• **Task goal**
Add 17 to every bounding-box coordinate from the start of the data through the line with "[497,485,555,556]", and write out every line in that span, including the lines with no coordinates.

## start

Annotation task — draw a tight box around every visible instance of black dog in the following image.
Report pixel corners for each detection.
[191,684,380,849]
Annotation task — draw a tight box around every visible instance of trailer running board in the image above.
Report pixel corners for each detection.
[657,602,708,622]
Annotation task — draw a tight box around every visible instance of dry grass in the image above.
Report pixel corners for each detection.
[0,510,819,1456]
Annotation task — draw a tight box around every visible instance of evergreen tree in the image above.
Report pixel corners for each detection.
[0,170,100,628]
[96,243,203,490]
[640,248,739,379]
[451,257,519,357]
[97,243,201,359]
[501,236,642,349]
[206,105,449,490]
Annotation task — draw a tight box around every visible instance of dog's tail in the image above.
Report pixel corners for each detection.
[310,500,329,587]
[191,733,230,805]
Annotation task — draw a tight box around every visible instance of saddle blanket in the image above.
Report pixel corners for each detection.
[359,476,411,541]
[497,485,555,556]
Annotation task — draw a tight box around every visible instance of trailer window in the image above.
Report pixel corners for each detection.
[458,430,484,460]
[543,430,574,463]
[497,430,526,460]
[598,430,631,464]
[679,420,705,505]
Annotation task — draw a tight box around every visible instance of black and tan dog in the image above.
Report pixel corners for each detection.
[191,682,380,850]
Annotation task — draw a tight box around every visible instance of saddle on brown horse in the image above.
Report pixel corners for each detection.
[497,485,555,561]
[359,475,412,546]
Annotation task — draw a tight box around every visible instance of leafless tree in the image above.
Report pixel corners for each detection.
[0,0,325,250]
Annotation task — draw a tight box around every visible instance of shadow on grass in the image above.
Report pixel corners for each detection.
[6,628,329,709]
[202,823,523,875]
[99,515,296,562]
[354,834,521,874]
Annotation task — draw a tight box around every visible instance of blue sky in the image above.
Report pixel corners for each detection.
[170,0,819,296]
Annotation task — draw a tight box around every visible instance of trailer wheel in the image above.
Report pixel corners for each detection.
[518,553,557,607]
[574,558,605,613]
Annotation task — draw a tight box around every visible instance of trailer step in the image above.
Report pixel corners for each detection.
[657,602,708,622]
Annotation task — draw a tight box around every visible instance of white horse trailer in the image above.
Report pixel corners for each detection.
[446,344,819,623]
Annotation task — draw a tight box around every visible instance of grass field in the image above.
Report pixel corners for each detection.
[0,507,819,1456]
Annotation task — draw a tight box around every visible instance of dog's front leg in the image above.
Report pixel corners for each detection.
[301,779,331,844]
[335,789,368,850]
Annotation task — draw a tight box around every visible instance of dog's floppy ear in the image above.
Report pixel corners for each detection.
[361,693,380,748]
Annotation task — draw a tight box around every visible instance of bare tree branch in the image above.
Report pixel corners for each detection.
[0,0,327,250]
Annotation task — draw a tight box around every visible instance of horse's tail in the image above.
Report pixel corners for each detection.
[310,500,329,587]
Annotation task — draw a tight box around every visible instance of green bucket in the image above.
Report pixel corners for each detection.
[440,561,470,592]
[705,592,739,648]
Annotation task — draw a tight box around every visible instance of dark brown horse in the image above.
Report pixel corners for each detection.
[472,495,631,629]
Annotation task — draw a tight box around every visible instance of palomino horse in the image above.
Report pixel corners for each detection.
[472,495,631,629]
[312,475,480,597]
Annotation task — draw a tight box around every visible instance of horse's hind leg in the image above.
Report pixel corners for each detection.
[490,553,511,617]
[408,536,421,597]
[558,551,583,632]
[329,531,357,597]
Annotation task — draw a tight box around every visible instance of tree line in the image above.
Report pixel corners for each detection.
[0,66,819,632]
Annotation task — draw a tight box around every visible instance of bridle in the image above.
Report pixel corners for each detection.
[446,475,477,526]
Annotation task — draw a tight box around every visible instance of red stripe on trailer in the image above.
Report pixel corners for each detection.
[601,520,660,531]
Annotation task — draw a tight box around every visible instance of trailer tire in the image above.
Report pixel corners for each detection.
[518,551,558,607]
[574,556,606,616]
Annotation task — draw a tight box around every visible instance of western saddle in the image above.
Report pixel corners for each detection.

## end

• **The answer**
Annotation task — draw a tight box around every visible instance of black dog in the following image.
Report pixel corners for each detection.
[208,701,397,866]
Annotation task — draw a tight box around every visible instance of trailer running board in the image above.
Report pixel corners for each detection.
[674,619,725,639]
Annotation task — draw a tight box around every visible instance of dry grass in the image above.
Report pixel corners for each detection.
[17,527,836,1473]
Annotation task — draw a tight box around every visible instance of evergreen tree in the image above.
Report pixel corners for each detection.
[17,187,117,645]
[113,260,220,507]
[657,265,756,396]
[468,274,536,374]
[114,260,218,376]
[518,253,659,366]
[223,122,466,507]
Annotation task — draw a tight box around every visible instance of dog's tail in the image above.
Report pixel corners for each detection.
[327,517,346,604]
[208,750,247,822]
Annotation task — draw a tight box around every visible instance of saddle blanket in the image above.
Report pixel corners for each detection.
[376,493,428,558]
[514,502,572,573]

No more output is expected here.